GNOME Bugzilla – Bug 725647
[review] dcbw/external-managed-iffup-rh1030947: don't manage external software devices until IFF_UP
Last modified: 2015-01-12 15:51:03 UTC
Just installed git master and tried to use libvirt and its default natted network (on Gentoo) with no success. NetworkManager takes over the virbr0 as soon as it's created by libvirt and apparently breaks its configuration. # nmcli dev DEVICE TYPE STATE CONNECTION ... virbr0 bridge connecting (getting IP configuration) virbr0 ... I tried the following workaround in /etc/NetworkManager/NetworkManager.conf: [main] plugins=keyfile [keyfile] unmanaged-devices=interface-name:virbr0 But it doesn't make any change.
Steps to reproduce (simple version): 1) Make sure NetworkManager is started 2) run 'ip link add somename type bridge' 3) run 'nmcli dev' and see whether the device is managed Expected result: Not managed. Actual result: Managed.

**Set exercise 1**
Return the bug report's passage from "GNOME Bugzilla –" up to and including "make any change.", copied word for word.
**Set exercise 2**
Do these statements agree with the bug report? For each, answer yes or no and quote the deciding words.
(a) Adding virbr0 to unmanaged-devices in NetworkManager.conf solved the problem.
(b) One reproduction step is running 'nmcli dev'.
(c) The expected result is that the new bridge device is managed.
The data are separate material and not part of the bug report.

**Information supplied**
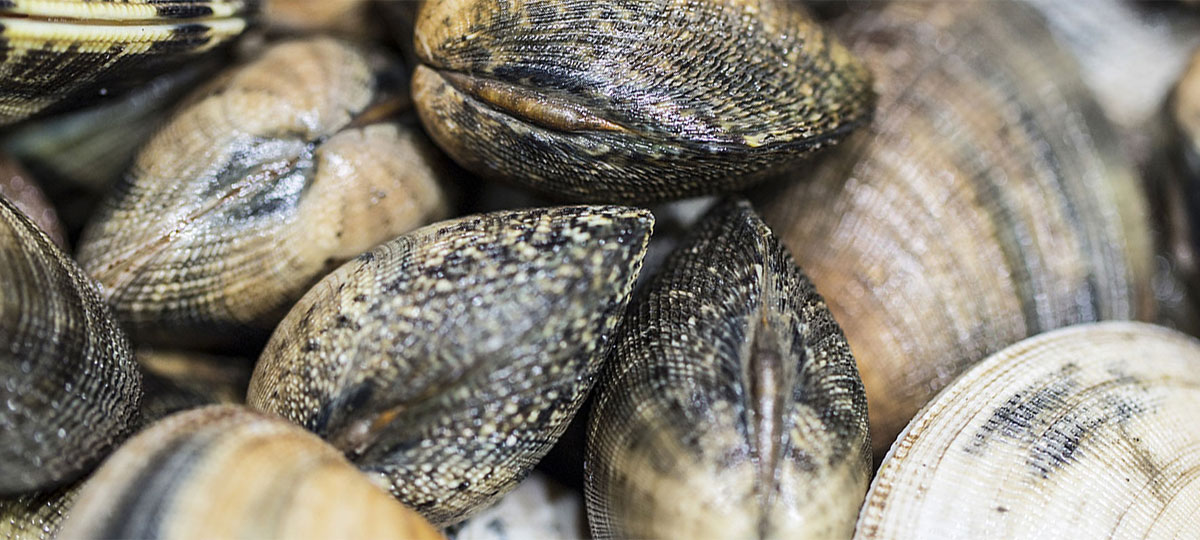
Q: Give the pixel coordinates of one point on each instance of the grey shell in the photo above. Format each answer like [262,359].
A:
[450,359]
[731,406]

**Worked solution 1**
GNOME Bugzilla – Bug 725647
[review] dcbw/external-managed-iffup-rh1030947: don't manage external software devices until IFF_UP
Last modified: 2015-01-12 15:51:03 UTC
Just installed git master and tried to use libvirt and its default natted network (on Gentoo) with no success. NetworkManager takes over the virbr0 as soon as it's created by libvirt and apparently breaks its configuration. # nmcli dev DEVICE TYPE STATE CONNECTION ... virbr0 bridge connecting (getting IP configuration) virbr0 ... I tried the following workaround in /etc/NetworkManager/NetworkManager.conf: [main] plugins=keyfile [keyfile] unmanaged-devices=interface-name:virbr0 But it doesn't make any change.

**Worked solution 2**
(a) No: "But it doesn't make any change."
(b) Yes: "3) run 'nmcli dev' and see whether the device is managed"
(c) No: "Expected result: Not managed."